EXTRACT »
This edition of the Olympics has a special feature: many of the competitions take place in the city centre, close to Paris’ most iconic monuments. 95% of the infrastructure is either existing or temporary, which has kept costs down to around nine billion euros. Paris 2024 is the cheapest Games in decades. The Municipality of Paris is convinced the event will still leave a huge legacy.
»The Games were a great accelerator for the city», explains Pierre Rabadan, deputy mayor in charge of sports for the Municipality of Paris. “We have managed to finalise works that might have taken 10 or 15 years to achieve, in four or five years. It enabled us to transform entire neighbourhoods.”
Huge investment has gone into Northern Paris. The Olympic village is the biggest permanent infrastructure built in Seine Saint Denis, the poorest district in mainland France. It is presented as a cutting-edge eco-district with a future. It will be transformed into a new neighborhood for 6,000 residents after the Games, but apartments are struggling to be sold. The average price of 7,000 euros per square meter is just too high for Seine Saint Denis.
New infrastructure, old problems
The area is home to key venues of the Games, including a renovated Stade de France and a brand new 175-million-euro Aquatics centre. Nevertheless, sport in this district remains a luxury for its inhabitants.
“Most sport facilities in Seine-Saint-Denis are between 40 and 50 years old», explains Serge Reitchess, a former sports teacher and the heart and soul of CoPer 93, a local movement for the promotion of sport at school and of equality in sport.

STORED RECORDS »
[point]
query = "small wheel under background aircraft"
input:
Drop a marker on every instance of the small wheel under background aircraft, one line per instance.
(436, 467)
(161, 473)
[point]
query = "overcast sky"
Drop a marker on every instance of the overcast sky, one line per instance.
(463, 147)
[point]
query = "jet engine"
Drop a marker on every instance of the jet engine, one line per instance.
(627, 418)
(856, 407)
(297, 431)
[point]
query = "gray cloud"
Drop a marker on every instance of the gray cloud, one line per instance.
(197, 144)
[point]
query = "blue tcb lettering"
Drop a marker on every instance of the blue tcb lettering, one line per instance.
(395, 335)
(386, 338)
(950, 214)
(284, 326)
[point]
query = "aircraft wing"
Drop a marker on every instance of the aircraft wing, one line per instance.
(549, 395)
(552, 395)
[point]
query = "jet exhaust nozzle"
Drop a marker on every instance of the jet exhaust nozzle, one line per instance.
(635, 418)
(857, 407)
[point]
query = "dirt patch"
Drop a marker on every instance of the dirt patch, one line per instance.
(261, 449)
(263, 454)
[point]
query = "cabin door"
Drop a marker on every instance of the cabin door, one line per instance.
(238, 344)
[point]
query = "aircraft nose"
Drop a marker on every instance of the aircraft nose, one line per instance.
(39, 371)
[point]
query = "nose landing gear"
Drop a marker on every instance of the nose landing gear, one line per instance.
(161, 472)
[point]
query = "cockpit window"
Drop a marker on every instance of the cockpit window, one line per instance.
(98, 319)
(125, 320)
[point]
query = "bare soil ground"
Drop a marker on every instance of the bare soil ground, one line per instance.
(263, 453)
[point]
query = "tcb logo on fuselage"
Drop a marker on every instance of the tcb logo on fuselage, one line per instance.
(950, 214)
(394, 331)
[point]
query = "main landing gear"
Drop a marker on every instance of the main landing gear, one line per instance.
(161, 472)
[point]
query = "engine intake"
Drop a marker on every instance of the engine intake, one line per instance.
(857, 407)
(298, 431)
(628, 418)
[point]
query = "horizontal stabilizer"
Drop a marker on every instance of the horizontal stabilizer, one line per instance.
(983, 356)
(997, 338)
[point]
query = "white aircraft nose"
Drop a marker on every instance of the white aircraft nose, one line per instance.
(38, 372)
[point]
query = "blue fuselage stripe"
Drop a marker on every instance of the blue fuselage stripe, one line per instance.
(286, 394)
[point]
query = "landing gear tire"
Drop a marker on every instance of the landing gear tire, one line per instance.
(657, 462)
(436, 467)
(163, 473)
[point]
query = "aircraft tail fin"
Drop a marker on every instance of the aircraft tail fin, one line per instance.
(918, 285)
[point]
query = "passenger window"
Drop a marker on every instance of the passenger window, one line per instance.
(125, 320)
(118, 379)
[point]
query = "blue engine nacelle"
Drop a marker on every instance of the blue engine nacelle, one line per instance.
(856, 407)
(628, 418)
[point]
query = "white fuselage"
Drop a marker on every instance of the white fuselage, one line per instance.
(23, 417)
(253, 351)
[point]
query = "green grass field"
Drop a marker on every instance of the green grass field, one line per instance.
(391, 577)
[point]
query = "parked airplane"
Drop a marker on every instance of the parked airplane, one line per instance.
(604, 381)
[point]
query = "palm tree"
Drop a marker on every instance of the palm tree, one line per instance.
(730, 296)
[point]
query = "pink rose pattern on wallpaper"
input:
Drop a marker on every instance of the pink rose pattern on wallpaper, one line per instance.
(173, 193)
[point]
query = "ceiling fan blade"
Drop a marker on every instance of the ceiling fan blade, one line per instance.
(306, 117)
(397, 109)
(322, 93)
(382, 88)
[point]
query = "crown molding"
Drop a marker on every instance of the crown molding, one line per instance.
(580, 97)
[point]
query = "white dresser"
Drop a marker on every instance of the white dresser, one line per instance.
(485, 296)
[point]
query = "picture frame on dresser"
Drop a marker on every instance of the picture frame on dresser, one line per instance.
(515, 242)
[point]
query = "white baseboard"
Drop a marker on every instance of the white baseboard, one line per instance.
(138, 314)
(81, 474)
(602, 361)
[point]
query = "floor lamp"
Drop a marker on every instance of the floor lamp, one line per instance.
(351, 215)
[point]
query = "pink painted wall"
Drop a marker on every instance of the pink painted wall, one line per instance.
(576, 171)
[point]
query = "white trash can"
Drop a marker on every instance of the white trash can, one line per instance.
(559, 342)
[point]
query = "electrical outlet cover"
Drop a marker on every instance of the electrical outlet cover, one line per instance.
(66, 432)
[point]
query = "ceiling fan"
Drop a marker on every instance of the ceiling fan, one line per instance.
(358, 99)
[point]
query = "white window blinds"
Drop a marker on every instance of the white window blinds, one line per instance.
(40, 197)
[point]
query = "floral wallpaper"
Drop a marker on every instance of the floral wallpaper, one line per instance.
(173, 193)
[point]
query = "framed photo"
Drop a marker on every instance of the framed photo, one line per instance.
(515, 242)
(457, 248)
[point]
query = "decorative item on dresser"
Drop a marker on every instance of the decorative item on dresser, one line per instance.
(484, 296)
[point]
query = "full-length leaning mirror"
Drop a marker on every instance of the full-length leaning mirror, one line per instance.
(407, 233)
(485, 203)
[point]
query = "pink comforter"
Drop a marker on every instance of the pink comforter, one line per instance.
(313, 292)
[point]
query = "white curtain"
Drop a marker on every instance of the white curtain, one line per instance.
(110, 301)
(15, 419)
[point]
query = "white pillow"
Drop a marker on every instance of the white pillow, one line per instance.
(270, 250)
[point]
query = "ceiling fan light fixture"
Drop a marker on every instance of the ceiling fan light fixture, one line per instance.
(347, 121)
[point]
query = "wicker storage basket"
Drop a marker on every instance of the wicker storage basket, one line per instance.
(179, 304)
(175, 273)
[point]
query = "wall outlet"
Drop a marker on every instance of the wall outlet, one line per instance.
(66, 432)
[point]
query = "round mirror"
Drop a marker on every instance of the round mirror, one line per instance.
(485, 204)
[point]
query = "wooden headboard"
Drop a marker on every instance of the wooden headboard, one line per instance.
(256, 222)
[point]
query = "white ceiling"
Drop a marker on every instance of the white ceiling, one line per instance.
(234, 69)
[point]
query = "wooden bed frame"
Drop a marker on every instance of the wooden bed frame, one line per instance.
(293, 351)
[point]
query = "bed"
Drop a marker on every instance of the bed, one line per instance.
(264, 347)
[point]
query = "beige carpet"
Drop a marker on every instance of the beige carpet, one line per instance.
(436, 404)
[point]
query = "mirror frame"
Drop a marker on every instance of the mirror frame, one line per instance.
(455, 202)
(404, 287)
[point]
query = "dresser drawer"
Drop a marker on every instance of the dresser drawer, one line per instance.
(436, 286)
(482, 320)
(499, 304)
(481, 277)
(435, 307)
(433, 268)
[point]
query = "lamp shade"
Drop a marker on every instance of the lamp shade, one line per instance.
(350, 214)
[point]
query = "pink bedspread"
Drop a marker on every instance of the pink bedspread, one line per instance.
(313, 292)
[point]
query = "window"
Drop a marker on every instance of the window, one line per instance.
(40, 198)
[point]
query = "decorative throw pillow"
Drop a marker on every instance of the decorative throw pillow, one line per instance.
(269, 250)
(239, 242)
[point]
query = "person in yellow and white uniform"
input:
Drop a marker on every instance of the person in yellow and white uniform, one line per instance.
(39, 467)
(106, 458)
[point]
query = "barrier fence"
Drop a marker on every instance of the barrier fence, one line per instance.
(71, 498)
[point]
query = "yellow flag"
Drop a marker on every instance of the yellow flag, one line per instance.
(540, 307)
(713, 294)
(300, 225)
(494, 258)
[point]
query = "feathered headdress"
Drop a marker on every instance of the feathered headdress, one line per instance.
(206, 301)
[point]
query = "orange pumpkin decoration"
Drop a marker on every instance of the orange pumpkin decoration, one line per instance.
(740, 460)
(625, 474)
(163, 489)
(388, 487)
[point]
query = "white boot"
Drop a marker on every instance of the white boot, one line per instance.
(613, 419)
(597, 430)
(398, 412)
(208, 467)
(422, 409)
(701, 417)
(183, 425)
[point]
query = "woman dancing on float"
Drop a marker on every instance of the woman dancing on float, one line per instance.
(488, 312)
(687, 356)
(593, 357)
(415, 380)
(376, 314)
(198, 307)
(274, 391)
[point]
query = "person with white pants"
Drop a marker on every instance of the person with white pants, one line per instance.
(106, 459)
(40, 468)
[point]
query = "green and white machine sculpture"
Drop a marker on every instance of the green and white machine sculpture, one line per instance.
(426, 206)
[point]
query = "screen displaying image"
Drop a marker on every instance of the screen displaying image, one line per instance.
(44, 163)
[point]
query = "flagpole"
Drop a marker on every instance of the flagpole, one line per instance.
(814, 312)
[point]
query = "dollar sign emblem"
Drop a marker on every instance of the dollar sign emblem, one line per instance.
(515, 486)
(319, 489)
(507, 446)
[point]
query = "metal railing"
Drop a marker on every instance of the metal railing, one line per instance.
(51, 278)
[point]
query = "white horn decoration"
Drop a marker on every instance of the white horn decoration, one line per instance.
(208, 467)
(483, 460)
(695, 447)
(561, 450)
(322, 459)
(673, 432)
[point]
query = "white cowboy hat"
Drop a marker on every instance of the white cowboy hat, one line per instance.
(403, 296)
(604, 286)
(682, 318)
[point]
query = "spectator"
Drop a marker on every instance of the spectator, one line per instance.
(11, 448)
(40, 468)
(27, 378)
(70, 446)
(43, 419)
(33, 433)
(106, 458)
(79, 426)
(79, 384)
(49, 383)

REQUIREMENTS »
(1) According to the Paris 2024 extract, how many residents will the new neighborhood made from the Olympic village house after the Games?
(2) Translate this sentence from the Paris 2024 extract into Spanish: "Paris 2024 is the cheapest Games in decades."
(3) Retype the part of the Paris 2024 extract that begins at the words "This edition of" and stops after "a huge legacy.".

ANSWERS »
(1) 6,000 residents.

(2) París 2024 son los Juegos más baratos en décadas.

(3)
This edition of the Olympics has a special feature: many of the competitions take place in the city centre, close to Paris’ most iconic monuments. 95% of the infrastructure is either existing or temporary, which has kept costs down to around nine billion euros. Paris 2024 is the cheapest Games in decades. The Municipality of Paris is convinced the event will still leave a huge legacy.